Task: From the post below about seeing "Spectre," list every circumstance the writer gives for paying to see a Bond film last Saturday.

Text provided:
<<<<

Sunday, 22 November 2015

 
 
 
DOING A JIMMY
(Thoughts on ‘Spectre’ and the wonderful world of James Bond)
 
My wife and I sometimes partake of a pleasurable activity known as ‘Doing a Jimmy’. This isn't Cockney slang for a bodily function but our pet name for watching a James Bond film. It derives from a very silly offering back in the sixties when Woody Allen - cashing in on Bondmania - played a spoof character called Jimmy Bond.
Whenever we do a Jimmy, we always take care to do it ‘ironically’, thereby maintaining our moral and intellectual superiority while compromising none of our enjoyment. If we do it late at night in the privacy of our own home, things often get a bit out of hand with whoops and cheers of delight as our hero sends a carful of baddies plunging over a cliff, or howls of playful derision as – having dispatched the evil villain to oblivion – he tosses off some remark like, ‘It’s a pity he couldn’t keep his head in a crisis’.   
Much as we love our Jimmys, we seldom actually pay good money for one. Last Saturday was an exception. The weather was frightful, my 97 year old mother-in-law was making us feel guilty (as usual) for 'never taking her anywhere' and my wife’s nephew was nobly enduring a two day stay in a town with as much social life as an abandoned cemetery. So we caved in and all set off to our local Kino to check out ‘Spectre’ – the latest and much-hyped slice of Bondage.
I won’t give away the plot or bore everyone with a review. Suffice it to say that it was all rather splendid on the big screen (especially the train tootling across the desert into the sunset) and very "authentic" except for one or two little lapses, like when our hero suddenly acquires an aeroplane from nowhere (as you do) in order to pursue the villain down a mountain pass; and when he hands his evening suit to a guard on a train saying, ‘Will you press that for me, please?’ I’m going to try that next time I’m on the Hastings-Brighton line. 
Afterwards, over tea and cake, the analysis began. My mother-in-law, as usual, was the most outspoken, proclaiming that Craig Douglas’ suits were too ‘nippy’ (she meant Daniel Craig, of course) and that the heroine was too young for him, as though, instead of the customary carnal quickie, they were planning to settle down together in a cottage in the Cotswolds. Her best contribution was, ‘I’d never be able to make love after killing all those people – I’d be too exhausted’. I’m not sure which of the two scenarios suggested by that remark is more alarming.

>>>>

Stored rows:

<<<<

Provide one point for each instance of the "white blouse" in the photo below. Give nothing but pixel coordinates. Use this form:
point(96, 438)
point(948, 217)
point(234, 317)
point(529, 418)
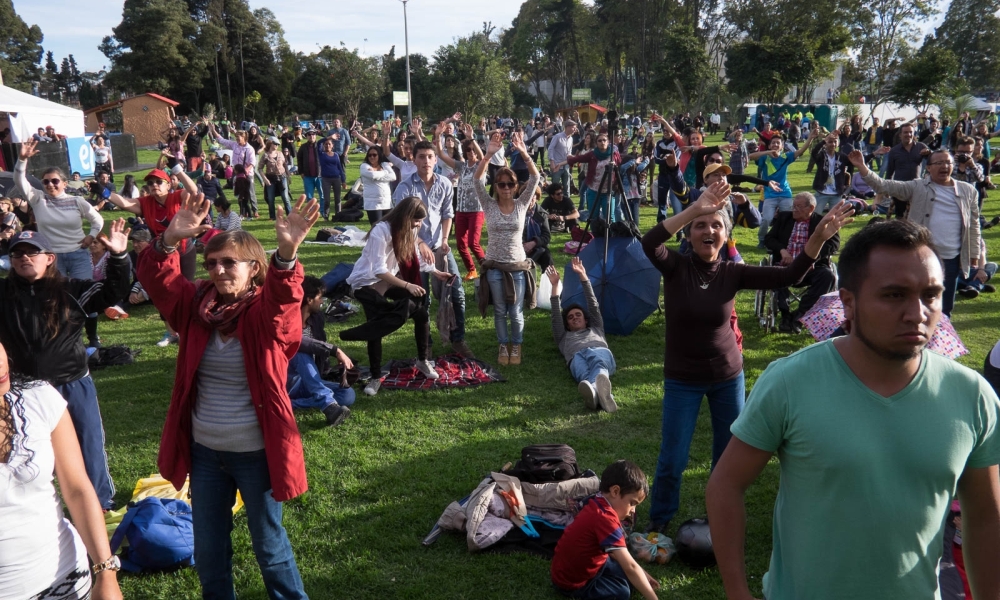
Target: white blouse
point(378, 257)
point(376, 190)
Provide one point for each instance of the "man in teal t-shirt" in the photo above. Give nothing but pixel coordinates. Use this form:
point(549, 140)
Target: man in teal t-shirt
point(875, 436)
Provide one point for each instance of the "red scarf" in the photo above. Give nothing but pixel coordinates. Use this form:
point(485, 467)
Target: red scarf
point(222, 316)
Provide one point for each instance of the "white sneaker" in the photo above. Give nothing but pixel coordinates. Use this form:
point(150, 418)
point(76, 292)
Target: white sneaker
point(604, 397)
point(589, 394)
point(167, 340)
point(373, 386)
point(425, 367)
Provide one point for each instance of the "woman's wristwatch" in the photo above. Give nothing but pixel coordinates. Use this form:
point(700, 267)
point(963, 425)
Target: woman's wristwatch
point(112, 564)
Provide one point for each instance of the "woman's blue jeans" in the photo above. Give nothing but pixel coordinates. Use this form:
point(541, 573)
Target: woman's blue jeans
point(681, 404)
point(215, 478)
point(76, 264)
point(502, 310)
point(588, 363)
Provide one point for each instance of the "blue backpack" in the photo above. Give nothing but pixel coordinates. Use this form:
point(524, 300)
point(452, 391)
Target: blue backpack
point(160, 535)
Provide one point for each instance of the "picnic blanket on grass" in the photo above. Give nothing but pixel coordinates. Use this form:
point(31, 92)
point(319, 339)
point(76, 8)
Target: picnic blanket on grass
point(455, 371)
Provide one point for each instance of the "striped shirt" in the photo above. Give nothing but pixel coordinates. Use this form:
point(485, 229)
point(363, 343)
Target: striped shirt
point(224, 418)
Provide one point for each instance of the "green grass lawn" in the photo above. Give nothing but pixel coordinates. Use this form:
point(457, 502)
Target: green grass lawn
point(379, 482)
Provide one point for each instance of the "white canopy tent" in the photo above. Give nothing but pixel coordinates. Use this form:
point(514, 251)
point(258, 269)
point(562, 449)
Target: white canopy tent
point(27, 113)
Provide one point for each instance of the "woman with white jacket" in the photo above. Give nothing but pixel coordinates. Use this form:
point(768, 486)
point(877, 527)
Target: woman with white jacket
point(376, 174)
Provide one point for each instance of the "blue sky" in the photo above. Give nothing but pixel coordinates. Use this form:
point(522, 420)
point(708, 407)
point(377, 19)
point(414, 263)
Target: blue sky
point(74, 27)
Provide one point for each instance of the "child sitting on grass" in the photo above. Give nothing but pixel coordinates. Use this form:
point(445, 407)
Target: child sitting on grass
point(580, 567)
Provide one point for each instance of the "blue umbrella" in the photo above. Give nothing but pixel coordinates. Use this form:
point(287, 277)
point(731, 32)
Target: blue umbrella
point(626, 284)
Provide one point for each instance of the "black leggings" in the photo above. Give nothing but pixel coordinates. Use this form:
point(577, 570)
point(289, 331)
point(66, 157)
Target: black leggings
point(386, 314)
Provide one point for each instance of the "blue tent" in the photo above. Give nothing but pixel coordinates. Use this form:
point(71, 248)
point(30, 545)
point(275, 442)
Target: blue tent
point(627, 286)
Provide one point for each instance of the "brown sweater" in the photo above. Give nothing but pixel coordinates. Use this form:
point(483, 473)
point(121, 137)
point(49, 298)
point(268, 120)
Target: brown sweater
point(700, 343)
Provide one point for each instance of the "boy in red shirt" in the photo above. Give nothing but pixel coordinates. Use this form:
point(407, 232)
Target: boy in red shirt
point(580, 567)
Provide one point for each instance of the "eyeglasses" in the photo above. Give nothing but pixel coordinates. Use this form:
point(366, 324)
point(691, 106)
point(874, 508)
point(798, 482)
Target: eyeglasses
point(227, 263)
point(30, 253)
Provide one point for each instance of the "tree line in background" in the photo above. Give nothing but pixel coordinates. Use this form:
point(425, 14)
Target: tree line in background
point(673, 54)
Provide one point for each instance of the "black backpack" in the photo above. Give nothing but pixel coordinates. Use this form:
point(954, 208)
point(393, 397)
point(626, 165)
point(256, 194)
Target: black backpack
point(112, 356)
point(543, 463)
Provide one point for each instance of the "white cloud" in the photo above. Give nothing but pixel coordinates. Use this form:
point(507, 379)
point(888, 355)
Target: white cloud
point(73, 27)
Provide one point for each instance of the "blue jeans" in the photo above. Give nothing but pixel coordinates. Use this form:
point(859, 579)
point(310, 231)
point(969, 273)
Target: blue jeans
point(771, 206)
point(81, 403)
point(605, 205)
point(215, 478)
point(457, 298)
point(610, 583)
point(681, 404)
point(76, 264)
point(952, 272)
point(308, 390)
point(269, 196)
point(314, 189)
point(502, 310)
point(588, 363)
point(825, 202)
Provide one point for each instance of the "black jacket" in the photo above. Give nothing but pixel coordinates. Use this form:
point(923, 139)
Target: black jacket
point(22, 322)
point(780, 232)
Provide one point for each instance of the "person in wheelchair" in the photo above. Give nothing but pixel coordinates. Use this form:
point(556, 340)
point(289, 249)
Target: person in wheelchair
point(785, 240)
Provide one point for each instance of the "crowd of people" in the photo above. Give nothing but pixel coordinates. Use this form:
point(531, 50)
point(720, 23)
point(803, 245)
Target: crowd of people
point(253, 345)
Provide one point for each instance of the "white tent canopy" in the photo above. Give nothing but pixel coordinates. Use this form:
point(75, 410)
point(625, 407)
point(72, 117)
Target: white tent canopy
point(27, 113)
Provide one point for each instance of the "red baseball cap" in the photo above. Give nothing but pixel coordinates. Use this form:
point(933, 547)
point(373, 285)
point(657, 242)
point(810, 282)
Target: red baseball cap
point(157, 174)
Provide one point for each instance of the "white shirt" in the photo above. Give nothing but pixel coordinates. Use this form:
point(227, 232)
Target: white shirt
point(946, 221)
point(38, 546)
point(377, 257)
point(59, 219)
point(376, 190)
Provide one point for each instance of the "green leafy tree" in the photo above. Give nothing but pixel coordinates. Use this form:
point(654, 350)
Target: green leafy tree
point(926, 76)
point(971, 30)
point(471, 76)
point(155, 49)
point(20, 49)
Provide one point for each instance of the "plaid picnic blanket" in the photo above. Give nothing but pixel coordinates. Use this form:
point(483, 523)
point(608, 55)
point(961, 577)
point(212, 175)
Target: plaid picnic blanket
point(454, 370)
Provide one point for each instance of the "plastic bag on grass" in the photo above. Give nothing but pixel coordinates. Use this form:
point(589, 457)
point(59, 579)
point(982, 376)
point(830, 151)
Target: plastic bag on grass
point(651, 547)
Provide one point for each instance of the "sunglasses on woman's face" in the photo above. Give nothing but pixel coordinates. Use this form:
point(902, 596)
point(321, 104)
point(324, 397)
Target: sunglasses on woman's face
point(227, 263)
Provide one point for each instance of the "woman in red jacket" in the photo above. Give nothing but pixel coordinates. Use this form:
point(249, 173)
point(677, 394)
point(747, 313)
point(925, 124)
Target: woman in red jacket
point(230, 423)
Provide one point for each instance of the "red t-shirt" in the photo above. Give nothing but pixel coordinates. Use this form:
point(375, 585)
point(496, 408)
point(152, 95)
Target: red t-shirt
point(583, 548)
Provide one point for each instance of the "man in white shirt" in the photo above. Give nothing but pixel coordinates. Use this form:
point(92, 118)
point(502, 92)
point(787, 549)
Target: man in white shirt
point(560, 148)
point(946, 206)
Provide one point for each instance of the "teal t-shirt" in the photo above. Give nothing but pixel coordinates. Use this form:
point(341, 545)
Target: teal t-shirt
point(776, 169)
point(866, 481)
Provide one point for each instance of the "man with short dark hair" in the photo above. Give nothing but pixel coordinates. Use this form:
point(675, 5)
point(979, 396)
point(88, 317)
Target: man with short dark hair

>>>>

Solved exercise:
- The weather was frightful.
- The writer's 97-year-old mother-in-law was making them feel guilty for "never taking her anywhere."
- The writer's wife's nephew was enduring a two-day stay in a town with as much social life as an abandoned cemetery.